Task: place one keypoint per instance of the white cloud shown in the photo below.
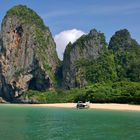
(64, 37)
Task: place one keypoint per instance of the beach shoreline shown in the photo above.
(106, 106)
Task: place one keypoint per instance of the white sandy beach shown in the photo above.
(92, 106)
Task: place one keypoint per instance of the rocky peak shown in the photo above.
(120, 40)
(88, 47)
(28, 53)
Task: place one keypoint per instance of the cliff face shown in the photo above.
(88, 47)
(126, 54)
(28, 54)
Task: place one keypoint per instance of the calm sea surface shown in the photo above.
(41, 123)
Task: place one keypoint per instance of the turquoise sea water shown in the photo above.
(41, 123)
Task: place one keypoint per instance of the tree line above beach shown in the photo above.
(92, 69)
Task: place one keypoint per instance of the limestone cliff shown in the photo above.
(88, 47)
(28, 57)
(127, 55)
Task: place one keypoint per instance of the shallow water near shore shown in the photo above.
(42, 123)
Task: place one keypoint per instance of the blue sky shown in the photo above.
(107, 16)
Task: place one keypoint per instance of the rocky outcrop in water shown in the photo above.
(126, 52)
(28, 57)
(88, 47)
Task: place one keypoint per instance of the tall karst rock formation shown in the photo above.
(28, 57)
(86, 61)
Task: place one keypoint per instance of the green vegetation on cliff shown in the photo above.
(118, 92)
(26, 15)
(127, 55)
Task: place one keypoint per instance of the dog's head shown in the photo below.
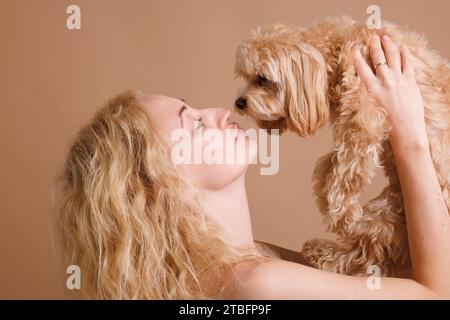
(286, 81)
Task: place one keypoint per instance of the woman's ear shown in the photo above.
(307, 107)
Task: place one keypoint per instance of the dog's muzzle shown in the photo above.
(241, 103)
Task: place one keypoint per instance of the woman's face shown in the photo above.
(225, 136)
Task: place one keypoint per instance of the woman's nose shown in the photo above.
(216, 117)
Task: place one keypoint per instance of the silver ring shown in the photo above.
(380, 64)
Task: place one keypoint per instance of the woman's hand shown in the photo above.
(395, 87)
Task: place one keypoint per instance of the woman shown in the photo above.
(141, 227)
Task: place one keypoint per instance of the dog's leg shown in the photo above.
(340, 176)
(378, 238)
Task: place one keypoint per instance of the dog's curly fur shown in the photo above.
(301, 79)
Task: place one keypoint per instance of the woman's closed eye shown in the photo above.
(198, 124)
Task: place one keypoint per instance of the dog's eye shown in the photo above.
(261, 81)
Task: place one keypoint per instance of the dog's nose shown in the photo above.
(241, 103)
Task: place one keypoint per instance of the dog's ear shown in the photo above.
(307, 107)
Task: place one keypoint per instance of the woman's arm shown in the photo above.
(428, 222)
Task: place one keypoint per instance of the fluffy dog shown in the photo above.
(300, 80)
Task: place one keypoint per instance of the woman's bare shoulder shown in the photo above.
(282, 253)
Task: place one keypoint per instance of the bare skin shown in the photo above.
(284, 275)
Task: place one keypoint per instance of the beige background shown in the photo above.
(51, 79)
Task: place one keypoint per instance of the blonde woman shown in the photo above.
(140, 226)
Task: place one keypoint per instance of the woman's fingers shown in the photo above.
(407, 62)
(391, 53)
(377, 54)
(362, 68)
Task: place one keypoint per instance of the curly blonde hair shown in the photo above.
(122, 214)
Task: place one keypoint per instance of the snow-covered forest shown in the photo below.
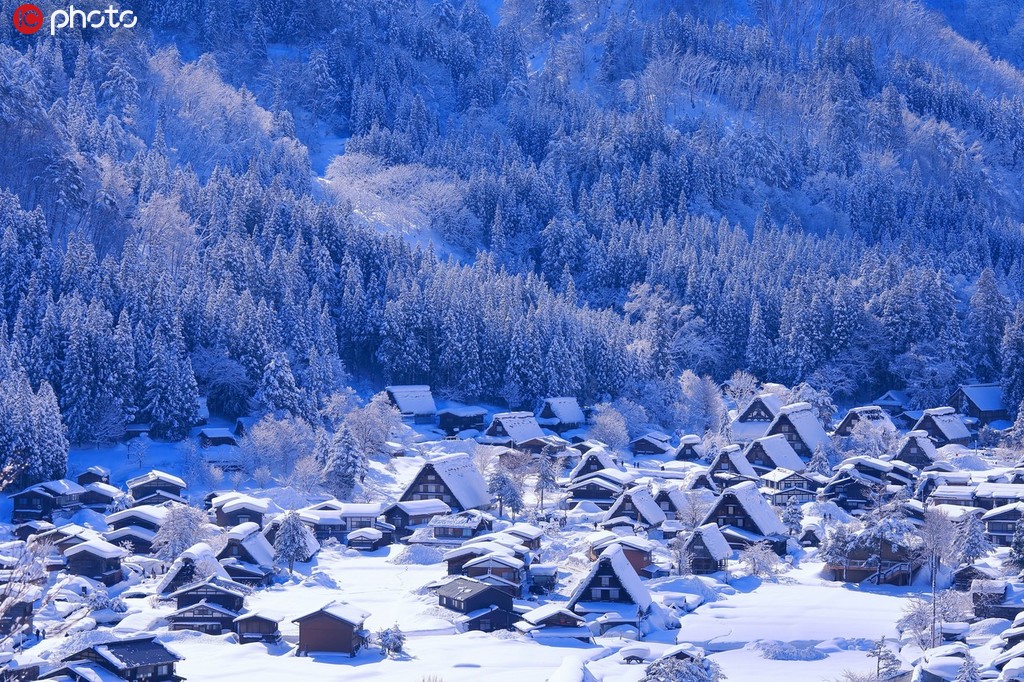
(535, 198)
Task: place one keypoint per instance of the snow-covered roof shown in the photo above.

════════

» **ACTIVITY**: The listing above must be retyped word for word, without the pictures.

» **OUTPUT FOR THIS EXERCISE**:
Task: place one keypoint per instance of the white cloud shown in the photo below.
(64, 37)
Task: place one keypoint per instance of the beach shoreline shown in the photo above.
(106, 106)
Task: place one keypoint per instance of the white sandy beach shown in the photo above.
(92, 106)
Task: place one keypoint per instance of the rocky peak shown in the photo above.
(120, 40)
(88, 47)
(28, 53)
Task: place one keypoint per instance of the cliff face shown in the photo above.
(88, 47)
(126, 54)
(28, 54)
Task: place one keypoint per instance of the calm sea surface shown in the photo above.
(41, 123)
Task: place one keypoint per instance of the turquoise sea water shown in the photo above.
(41, 123)
Task: place one keypoint per instance of the tree line above beach shown in the photo above.
(92, 69)
Task: place one keypoint per instance of the limestone cliff shown in the photo above.
(88, 47)
(28, 57)
(127, 55)
Task: place one keypoint per instance of the shallow water near shore shown in the photo above.
(42, 123)
Task: place one keypoint per instance of the blue sky shown in the photo above.
(107, 16)
Task: place one keypoint per instance of the rocky outcrop in water shown in the photo above.
(126, 52)
(28, 57)
(88, 47)
Task: place one keypoint per instance of the tall karst rock formation shown in the photo above.
(28, 57)
(86, 61)
Task: place one keypoint per instance of the green vegetation on cliff shown in the photo above.
(118, 92)
(26, 15)
(127, 55)
Task: place one keypoint per instance of the dog's head shown in the photo below.
(286, 81)
Task: place one keypoint per instance of the woman's ear shown in the photo above.
(307, 107)
Task: place one keypoint per instance of the dog's muzzle shown in the photo above.
(241, 103)
Task: place one keypoint per instance of the woman's face shown in the photo above.
(225, 136)
Task: place one keypoint per instance of the woman's nose shown in the photo above.
(216, 117)
Task: place one keypoint per instance of the silver ring shown in the photo above.
(380, 64)
Task: place one keypoint per instance of the woman's hand shown in the photo above.
(395, 87)
Task: place one keypoint per instance of the woman shown in the photo above.
(141, 227)
Task: place one keypoint per instance of the dog's leg shown in the photo above.
(340, 176)
(378, 238)
Task: place one keypoint per instance of the dog's curly fur shown in the photo above.
(301, 79)
Task: place one keypoint per instance of the woman's closed eye shown in the photo above.
(198, 124)
Task: place one keypoint per instance of the dog's eye shown in the photo above.
(261, 81)
Task: place one keypoint per instance of the dog's nose shown in the photo above.
(241, 103)
Task: place one keypoint per instance of the dog's ear shown in the photo above.
(307, 107)
Task: place one keypoint per instance of the woman's arm shown in the photo above.
(428, 222)
Task: place one keypoint per instance of the fluffy dog shown in the photo above.
(300, 80)
Task: place one keypoint per instance of the woman's bare shoulder shown in the photo above.
(282, 253)
Task: place one keypoint per instance of the bare skin shown in the photo above.
(284, 275)
Task: place one keypoint per instance of the beige background shown in the photo above.
(51, 79)
Task: place one keypoint per instance of the blonde woman shown in the photo above.
(140, 226)
Task: place one keypoint per instance of the woman's fingers shown in the photo above.
(407, 62)
(391, 53)
(377, 54)
(362, 68)
Task: place one keypoint per instance of the curly blonde hair shown in the photo above.
(122, 214)
Task: place one keypoint per instance of the snow-covered forest shown in the photo below.
(535, 198)
Task: place one keypoint per instance of the snow-covered roof shown in the photo above.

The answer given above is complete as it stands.